**Problems to solve**
A – Condense the paragraph in the forum thread that begins "If your wife is treating like a good friend" into a short bulleted list, keeping its main facts.
B – Repeat the part of the forum thread starting with "The difference to" and going on through "Not even close.".

** Start of Given passage **

# Differences Between Good Friends and Husband and Wife



## lostwithin

I'm really struggling with how my wife has treated me in the past and I'm hoping that MC will correct things.

I'm curious what people think is the difference between being just good friends and that of husband and wife?

I get along with my wife, we enjoy similar things, have similar views on parenting, religion and politics but something is missing.


----------



## Racer

Sorry, I'm a romantic... A marriage to me is a "union of two souls". So there is a significant degree of giving up thoughts of 'self' and it is replaced with thoughs of 'us'.

In friendships, 'self' is maintained and the relationship is conditional on mutual benefit on a much more limited basis. Like having a drinking buddy, but he's not your goto guy for relationship advice, etc. In a marriage, your spouse is your goto for everything and valued. 

And I do admit this is more of romantic fantasy than a reality. So I treat it like a goal I want to achieve and work for without really expecting it....


----------



## Enginerd

If your wife is treating like a good friend then you really don't have a marriage. I'm not a hopeless romantic like some here but she should be sexually attracted to you for starters. She should care about all your needs even if she can't always meet them. Life happens so the sex will wax and wane over the course of a typical marriage. If your wife will not communicate the reason behind her lack of feelings then its time to man up and start taking some actions to figure this out.


----------



## Mavash.

The difference to me is the level of intimacy. My husband knows everything about me and of course we have sexual chemistry and passion. I care more about his needs than I do my own. It's like he's a part of me. I can't be away from him. He's my rock and he's the love of my life. I adore him.

I do NOT feel this way about my friends. Not even close.


----------



## Entropy3000

Racer said:


> Sorry, I'm a romantic... A marriage to me is a "union of two souls". So there is a significant degree of giving up thoughts of 'self' and it is replaced with thoughs of 'us'.
> 
> In friendships, 'self' is maintained and the relationship is conditional on mutual benefit on a much more limited basis. Like having a drinking buddy, but he's not your goto guy for relationship advice, etc. In a marriage, your spouse is your goto for everything and valued.
> 
> And I do admit this is more of romantic fantasy than a reality. So I treat it like a goal I want to achieve and work for without really expecting it....


I like this. Well said.


----------



## deejov

I"m a woman, and I have close friends that are male. The one difference is the intimacy. That's something I would not do with friends, and because of the intimacy, it changes the relationship to something deeper.

** End of Given passage **
** Start of Extracted data **

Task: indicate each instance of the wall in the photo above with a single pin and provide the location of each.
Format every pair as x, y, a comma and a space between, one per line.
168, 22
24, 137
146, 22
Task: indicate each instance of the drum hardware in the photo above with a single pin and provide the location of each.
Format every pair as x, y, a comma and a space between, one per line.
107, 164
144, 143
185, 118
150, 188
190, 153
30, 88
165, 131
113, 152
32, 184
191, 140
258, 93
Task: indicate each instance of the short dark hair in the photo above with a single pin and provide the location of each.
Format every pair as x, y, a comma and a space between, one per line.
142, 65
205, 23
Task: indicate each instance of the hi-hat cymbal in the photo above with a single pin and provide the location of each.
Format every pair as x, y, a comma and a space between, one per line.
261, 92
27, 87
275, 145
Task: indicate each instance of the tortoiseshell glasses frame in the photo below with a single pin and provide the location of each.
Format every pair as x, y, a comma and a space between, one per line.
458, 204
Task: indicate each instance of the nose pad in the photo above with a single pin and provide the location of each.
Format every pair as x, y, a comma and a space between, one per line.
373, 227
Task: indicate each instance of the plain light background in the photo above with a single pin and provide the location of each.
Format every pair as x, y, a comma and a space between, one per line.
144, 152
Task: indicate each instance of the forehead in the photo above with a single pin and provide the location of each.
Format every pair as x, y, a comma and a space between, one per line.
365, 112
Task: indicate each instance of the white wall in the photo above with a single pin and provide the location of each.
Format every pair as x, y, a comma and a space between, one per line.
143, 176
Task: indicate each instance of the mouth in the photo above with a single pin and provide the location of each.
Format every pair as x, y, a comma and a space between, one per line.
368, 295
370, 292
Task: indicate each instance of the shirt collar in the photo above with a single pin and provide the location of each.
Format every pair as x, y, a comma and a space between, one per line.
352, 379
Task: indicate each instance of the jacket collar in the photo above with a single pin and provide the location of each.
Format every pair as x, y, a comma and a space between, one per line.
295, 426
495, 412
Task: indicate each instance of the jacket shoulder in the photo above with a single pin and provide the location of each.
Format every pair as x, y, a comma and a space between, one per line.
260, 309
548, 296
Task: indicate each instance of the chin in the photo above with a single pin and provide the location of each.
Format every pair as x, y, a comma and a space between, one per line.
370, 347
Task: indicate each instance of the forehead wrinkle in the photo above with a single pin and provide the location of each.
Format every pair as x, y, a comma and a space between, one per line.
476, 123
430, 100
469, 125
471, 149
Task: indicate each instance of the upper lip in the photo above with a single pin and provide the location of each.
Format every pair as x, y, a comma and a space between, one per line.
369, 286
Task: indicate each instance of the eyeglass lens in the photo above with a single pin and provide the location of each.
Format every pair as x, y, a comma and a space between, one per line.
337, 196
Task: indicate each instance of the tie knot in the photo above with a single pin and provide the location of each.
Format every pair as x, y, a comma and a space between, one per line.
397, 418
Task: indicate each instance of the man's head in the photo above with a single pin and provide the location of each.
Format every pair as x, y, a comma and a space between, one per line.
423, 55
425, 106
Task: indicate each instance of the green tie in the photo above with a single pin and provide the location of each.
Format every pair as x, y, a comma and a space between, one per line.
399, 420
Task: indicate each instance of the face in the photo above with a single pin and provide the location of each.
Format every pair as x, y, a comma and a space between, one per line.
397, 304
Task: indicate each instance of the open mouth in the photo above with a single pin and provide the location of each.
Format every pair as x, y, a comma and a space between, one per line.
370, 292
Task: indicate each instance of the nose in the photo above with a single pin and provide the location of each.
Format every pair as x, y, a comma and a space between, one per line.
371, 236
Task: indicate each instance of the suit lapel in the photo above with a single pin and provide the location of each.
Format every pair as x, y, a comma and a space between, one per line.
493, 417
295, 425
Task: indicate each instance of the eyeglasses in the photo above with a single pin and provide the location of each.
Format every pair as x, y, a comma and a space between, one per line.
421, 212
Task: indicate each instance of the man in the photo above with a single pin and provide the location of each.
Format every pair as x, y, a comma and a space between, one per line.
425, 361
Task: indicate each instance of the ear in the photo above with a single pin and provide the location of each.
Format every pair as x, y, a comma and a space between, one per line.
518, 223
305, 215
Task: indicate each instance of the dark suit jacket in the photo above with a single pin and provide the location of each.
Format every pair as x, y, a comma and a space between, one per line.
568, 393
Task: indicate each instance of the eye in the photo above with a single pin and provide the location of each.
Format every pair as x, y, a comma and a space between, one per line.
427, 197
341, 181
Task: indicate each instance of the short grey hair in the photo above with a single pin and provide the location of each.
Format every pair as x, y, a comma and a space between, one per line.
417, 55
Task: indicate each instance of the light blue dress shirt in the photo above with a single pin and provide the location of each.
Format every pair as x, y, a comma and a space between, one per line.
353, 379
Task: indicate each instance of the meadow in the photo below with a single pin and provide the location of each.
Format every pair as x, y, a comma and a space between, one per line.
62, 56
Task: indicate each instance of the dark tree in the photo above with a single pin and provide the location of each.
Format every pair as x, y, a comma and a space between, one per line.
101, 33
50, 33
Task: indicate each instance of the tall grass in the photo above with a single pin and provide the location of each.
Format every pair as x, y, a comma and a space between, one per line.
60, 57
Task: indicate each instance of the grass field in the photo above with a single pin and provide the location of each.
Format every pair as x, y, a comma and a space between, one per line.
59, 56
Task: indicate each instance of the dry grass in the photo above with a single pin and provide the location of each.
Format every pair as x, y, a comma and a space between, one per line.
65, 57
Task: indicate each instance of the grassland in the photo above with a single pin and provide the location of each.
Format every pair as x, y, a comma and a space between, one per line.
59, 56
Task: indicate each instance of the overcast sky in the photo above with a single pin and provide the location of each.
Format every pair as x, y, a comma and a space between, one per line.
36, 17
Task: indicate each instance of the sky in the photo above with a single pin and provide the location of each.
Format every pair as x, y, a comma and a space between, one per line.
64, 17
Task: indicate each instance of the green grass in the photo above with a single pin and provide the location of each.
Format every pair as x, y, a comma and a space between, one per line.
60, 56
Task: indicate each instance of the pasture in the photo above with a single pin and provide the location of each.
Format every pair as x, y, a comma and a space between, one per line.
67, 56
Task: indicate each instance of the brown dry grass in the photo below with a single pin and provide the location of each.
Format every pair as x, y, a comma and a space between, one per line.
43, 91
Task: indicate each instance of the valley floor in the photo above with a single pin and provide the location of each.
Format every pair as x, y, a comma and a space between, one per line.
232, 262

** End of Extracted data **

**Responses per task**
A –
- A wife who treats her husband like a good friend means there is really no marriage.
- At minimum, she should be sexually attracted to him.
- She should care about all his needs, even if she can't always meet them.
- Sex will wax and wane over a typical marriage.
- If she won't explain her lack of feelings, he should take action to figure it out.

B –
The difference to me is the level of intimacy. My husband knows everything about me and of course we have sexual chemistry and passion. I care more about his needs than I do my own. It's like he's a part of me. I can't be away from him. He's my rock and he's the love of my life. I adore him.

I do NOT feel this way about my friends. Not even close.